• What the task asks: Please revise the records from the line with "Tag each instance of the toddler" through the end of the records, changing "child's" to "toddler's" and leaving everything else as it is. Give only those lines.

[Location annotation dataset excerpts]
↓↓↓

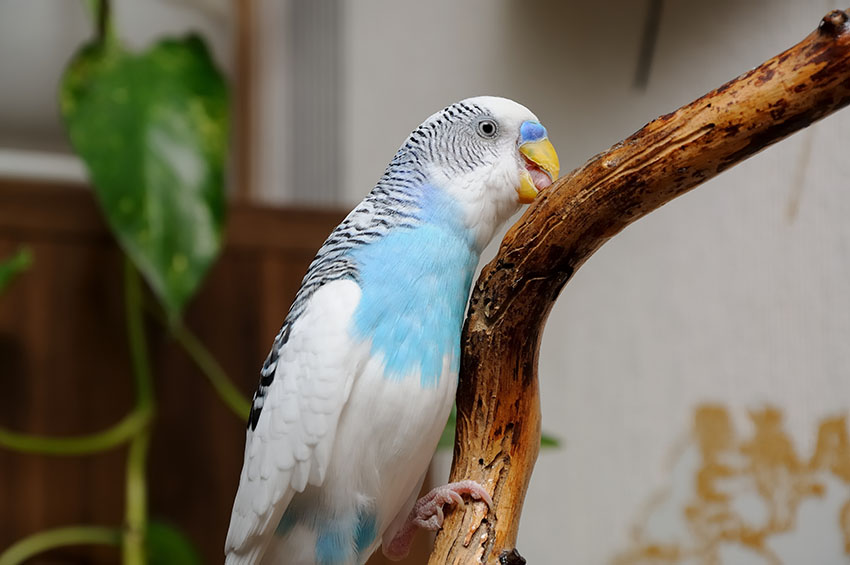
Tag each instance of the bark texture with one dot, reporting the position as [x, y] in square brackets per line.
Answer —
[498, 426]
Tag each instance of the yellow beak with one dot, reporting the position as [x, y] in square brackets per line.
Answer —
[542, 154]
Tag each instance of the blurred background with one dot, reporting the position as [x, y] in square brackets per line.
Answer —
[695, 369]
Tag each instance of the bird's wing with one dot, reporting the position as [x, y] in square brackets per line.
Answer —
[292, 437]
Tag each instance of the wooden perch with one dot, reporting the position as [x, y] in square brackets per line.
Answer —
[498, 426]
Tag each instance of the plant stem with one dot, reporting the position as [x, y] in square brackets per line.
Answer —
[40, 542]
[221, 383]
[135, 513]
[114, 436]
[13, 266]
[101, 15]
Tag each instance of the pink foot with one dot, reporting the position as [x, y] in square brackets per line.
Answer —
[427, 514]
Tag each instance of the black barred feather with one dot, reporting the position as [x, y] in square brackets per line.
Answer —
[392, 204]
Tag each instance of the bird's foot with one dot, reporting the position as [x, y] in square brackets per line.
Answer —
[427, 514]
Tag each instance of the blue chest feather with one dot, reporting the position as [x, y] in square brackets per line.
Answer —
[415, 284]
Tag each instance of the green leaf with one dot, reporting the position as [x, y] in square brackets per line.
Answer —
[168, 546]
[152, 129]
[447, 440]
[549, 441]
[13, 266]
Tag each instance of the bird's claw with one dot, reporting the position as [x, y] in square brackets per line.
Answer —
[428, 511]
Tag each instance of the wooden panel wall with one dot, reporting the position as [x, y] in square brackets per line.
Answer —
[64, 365]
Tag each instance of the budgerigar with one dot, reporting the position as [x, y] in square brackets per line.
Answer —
[362, 376]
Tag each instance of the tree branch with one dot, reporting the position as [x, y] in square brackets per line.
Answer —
[498, 424]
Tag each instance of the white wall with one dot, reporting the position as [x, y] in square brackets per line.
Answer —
[724, 296]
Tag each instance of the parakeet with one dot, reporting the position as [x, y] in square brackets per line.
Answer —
[361, 378]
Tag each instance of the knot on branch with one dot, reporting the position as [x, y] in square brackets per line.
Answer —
[833, 23]
[511, 557]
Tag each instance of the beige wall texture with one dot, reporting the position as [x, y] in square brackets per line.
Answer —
[697, 366]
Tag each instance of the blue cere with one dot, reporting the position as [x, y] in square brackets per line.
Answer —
[415, 285]
[531, 131]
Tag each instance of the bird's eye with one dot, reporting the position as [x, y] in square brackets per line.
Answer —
[487, 128]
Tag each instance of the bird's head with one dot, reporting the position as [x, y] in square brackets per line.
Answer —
[489, 155]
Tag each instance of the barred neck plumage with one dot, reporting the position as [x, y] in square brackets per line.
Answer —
[394, 203]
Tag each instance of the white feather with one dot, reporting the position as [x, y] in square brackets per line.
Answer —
[297, 427]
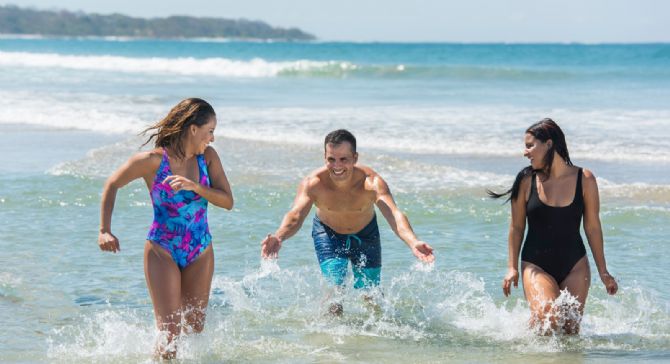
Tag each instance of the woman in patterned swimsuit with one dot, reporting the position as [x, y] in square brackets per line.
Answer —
[183, 173]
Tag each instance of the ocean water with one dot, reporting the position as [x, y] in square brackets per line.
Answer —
[441, 122]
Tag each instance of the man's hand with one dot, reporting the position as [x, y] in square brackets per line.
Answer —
[270, 247]
[423, 251]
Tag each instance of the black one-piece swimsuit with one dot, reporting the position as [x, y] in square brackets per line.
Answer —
[553, 241]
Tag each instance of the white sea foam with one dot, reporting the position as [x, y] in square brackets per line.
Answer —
[604, 135]
[188, 66]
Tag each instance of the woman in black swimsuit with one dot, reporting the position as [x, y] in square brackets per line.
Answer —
[553, 195]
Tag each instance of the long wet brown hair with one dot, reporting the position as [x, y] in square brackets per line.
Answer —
[170, 131]
[543, 130]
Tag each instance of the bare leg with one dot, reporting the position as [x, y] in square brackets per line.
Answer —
[196, 282]
[577, 283]
[164, 282]
[541, 290]
[333, 298]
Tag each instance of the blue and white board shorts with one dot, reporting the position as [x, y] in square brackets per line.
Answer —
[335, 250]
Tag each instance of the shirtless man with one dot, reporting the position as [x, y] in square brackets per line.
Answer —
[345, 225]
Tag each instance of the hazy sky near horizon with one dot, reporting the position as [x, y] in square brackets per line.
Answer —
[587, 21]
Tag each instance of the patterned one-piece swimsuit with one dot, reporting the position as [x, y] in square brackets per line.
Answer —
[180, 218]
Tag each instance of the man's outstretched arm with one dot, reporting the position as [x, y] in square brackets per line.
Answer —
[399, 222]
[291, 223]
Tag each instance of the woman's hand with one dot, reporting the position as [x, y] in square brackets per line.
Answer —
[610, 283]
[512, 277]
[108, 242]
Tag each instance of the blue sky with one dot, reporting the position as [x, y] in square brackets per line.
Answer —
[586, 21]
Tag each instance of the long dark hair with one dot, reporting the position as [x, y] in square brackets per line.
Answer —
[543, 130]
[170, 130]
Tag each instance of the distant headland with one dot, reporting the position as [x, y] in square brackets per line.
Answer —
[25, 21]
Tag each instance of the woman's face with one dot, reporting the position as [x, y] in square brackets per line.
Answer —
[203, 135]
[536, 150]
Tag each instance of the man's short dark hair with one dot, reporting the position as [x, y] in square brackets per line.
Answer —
[339, 136]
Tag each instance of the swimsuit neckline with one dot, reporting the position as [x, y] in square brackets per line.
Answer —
[574, 197]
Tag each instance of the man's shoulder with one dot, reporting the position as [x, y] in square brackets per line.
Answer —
[370, 178]
[314, 178]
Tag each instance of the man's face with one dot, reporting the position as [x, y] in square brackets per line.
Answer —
[340, 160]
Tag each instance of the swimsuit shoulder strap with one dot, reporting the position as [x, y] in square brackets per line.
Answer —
[202, 167]
[579, 195]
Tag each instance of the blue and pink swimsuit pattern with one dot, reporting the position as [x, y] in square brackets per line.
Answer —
[180, 218]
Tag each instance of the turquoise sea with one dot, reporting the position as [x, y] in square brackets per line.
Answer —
[441, 122]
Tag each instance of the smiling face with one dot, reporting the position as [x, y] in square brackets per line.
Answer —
[536, 150]
[340, 161]
[202, 135]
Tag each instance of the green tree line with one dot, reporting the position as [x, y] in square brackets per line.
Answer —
[15, 20]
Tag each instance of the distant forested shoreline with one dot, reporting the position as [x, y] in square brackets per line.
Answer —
[24, 21]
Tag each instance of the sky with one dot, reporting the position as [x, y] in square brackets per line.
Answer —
[511, 21]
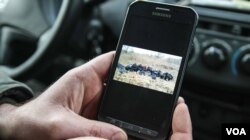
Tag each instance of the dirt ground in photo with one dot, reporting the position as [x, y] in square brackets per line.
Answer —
[157, 63]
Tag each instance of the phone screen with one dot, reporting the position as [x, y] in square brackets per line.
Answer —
[147, 68]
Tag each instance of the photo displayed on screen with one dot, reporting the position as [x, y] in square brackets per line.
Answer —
[148, 69]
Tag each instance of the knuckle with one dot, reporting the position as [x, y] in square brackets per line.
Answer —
[95, 131]
[54, 127]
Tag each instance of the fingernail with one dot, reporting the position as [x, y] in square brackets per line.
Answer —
[119, 136]
[182, 99]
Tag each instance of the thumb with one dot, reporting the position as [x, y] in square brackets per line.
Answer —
[182, 126]
[87, 138]
[77, 126]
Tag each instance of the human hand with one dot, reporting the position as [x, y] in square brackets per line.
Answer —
[181, 123]
[64, 110]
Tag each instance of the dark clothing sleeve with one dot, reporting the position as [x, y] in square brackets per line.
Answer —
[12, 91]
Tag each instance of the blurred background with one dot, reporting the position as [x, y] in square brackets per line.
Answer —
[42, 39]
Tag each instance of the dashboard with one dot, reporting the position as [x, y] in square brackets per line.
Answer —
[216, 86]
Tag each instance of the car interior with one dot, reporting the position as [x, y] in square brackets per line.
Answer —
[40, 40]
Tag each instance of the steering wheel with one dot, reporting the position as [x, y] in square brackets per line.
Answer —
[25, 20]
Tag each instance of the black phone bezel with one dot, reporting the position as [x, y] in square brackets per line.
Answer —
[189, 12]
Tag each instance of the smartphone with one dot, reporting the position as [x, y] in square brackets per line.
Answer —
[146, 74]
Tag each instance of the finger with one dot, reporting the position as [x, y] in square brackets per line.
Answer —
[78, 126]
[182, 126]
[180, 100]
[87, 138]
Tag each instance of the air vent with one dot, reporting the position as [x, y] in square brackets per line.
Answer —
[225, 28]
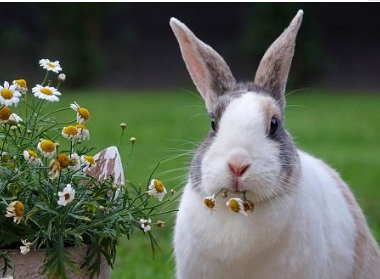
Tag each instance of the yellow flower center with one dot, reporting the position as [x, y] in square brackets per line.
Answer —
[80, 127]
[6, 158]
[21, 82]
[84, 113]
[248, 206]
[73, 162]
[209, 203]
[46, 91]
[64, 160]
[18, 209]
[70, 130]
[90, 159]
[5, 112]
[47, 146]
[158, 186]
[7, 94]
[234, 206]
[50, 65]
[55, 166]
[32, 154]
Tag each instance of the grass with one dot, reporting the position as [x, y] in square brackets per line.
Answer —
[342, 129]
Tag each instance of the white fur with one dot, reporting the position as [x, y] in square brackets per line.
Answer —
[300, 234]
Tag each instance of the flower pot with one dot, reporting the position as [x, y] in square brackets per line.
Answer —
[30, 266]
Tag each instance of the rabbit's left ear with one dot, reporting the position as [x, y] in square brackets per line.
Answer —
[274, 67]
[209, 71]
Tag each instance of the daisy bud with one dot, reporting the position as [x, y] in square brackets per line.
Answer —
[209, 202]
[236, 205]
[160, 223]
[61, 77]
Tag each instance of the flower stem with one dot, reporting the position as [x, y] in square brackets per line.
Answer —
[46, 76]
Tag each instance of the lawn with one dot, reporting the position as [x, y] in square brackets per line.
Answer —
[342, 129]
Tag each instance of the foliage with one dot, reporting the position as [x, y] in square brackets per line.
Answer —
[47, 198]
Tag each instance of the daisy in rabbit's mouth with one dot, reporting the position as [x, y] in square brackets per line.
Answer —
[236, 205]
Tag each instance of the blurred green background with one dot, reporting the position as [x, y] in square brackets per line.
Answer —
[131, 46]
[340, 128]
[123, 63]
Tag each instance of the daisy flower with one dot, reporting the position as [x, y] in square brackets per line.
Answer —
[160, 223]
[83, 114]
[70, 132]
[145, 224]
[67, 196]
[50, 66]
[157, 189]
[61, 77]
[5, 157]
[47, 148]
[236, 205]
[74, 162]
[25, 249]
[88, 161]
[21, 85]
[64, 160]
[5, 113]
[248, 206]
[16, 210]
[209, 202]
[83, 132]
[9, 95]
[54, 169]
[32, 158]
[14, 119]
[48, 93]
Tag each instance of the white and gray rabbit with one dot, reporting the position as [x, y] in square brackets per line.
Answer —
[306, 222]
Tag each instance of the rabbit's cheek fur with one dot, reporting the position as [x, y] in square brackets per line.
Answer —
[242, 138]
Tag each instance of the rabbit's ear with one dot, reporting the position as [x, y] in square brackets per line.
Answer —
[273, 70]
[210, 73]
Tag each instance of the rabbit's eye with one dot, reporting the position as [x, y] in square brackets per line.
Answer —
[213, 124]
[273, 126]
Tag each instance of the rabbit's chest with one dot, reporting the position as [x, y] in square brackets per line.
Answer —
[231, 245]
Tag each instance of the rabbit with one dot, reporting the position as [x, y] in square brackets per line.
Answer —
[305, 223]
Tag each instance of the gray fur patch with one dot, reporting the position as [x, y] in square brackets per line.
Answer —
[288, 154]
[221, 78]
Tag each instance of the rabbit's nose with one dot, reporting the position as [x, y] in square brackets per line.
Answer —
[238, 170]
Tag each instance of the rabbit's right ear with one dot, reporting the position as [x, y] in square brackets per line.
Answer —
[210, 73]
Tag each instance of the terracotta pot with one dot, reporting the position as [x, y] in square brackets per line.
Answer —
[29, 266]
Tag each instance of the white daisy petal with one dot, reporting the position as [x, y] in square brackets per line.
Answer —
[66, 196]
[9, 96]
[50, 65]
[46, 93]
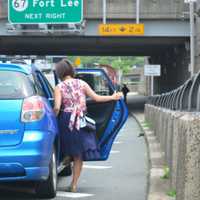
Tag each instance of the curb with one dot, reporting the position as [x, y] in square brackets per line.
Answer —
[157, 186]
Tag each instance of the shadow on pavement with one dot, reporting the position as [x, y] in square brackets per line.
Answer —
[17, 191]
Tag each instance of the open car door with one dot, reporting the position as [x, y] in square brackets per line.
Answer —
[109, 116]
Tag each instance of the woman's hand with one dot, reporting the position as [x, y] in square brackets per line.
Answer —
[117, 95]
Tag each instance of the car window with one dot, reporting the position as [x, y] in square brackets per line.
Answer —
[17, 86]
[96, 81]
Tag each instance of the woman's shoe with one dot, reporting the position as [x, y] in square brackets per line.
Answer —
[66, 160]
[73, 189]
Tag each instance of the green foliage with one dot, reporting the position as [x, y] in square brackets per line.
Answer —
[166, 173]
[125, 63]
[172, 193]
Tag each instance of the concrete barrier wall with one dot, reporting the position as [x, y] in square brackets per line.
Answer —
[179, 137]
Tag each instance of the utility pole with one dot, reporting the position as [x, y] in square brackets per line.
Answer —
[137, 11]
[104, 11]
[192, 53]
[192, 34]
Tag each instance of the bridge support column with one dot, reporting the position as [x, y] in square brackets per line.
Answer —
[174, 68]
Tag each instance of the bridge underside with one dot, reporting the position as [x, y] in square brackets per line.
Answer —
[90, 45]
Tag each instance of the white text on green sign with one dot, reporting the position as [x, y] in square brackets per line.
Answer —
[45, 11]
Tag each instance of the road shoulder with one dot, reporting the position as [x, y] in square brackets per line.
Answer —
[158, 186]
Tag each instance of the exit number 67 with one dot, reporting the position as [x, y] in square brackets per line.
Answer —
[20, 5]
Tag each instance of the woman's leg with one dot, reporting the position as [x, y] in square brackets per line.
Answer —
[77, 167]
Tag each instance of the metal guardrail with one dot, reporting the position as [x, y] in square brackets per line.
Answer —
[184, 98]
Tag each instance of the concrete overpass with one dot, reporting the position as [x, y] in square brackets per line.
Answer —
[165, 40]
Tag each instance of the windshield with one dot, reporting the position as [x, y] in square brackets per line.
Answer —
[15, 85]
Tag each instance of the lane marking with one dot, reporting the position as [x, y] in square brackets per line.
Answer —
[114, 152]
[73, 195]
[96, 167]
[117, 142]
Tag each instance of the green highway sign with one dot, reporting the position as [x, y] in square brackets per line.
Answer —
[45, 11]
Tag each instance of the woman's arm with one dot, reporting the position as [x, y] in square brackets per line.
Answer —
[101, 98]
[57, 100]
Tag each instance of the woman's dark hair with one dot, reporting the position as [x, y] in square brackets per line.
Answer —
[64, 68]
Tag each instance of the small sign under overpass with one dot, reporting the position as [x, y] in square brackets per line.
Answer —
[121, 29]
[152, 70]
[45, 11]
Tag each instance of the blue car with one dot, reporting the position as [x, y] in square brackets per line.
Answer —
[29, 135]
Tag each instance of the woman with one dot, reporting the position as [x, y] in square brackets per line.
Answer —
[70, 105]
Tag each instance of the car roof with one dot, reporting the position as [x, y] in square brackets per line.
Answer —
[24, 68]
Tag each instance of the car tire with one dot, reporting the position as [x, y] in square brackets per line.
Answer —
[67, 171]
[47, 189]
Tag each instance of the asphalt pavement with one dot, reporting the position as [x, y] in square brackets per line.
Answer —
[122, 177]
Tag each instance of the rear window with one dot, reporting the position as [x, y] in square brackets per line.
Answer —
[15, 85]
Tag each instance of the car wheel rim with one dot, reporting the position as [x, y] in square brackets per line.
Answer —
[54, 170]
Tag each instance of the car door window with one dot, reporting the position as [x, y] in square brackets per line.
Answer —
[97, 82]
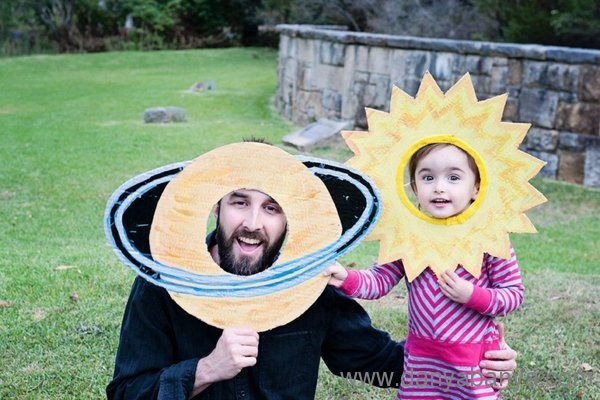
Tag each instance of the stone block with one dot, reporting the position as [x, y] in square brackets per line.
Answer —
[499, 79]
[307, 101]
[499, 62]
[473, 64]
[332, 53]
[591, 173]
[482, 84]
[379, 90]
[308, 51]
[417, 63]
[409, 85]
[563, 76]
[550, 170]
[327, 76]
[442, 66]
[542, 139]
[570, 166]
[590, 83]
[361, 58]
[538, 106]
[573, 141]
[283, 46]
[535, 73]
[332, 100]
[579, 117]
[459, 66]
[304, 74]
[379, 60]
[551, 75]
[515, 72]
[361, 77]
[511, 109]
[315, 134]
[397, 64]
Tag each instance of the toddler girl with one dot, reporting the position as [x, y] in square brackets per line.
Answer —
[450, 320]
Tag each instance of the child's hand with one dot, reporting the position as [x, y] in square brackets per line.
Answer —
[337, 274]
[455, 288]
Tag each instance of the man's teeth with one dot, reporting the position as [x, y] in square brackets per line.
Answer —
[248, 240]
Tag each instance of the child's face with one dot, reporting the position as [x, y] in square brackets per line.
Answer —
[444, 183]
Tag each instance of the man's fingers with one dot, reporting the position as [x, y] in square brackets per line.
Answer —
[242, 331]
[502, 355]
[498, 366]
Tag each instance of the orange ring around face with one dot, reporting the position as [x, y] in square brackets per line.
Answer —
[400, 184]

↑↑↑

• Final result:
Tag each instance of the toddler girl with one dot, reporting the position as [x, y] in square brackets per line.
Answer —
[450, 320]
Tag each instance of the toddler's hand with one dot, reporting the position as [x, y] in square brackets per line.
Answer —
[337, 274]
[455, 288]
Tag each instance of the man's teeth with one dot, reporting the position as [x, y] in square brackets per line.
Answer —
[248, 240]
Tag each instance of the toddler's face with one dot, reporting the position as [x, y] in square brackets per line.
Answer —
[444, 183]
Tag each instance of the man's fingers with one dot, reporting the position as [x, y] in square brackets per line.
Answer —
[242, 331]
[502, 355]
[498, 366]
Tag each instance of the orange ring around face with one dot, reporting the position as [x, y] in square brackets per line.
Answer —
[400, 184]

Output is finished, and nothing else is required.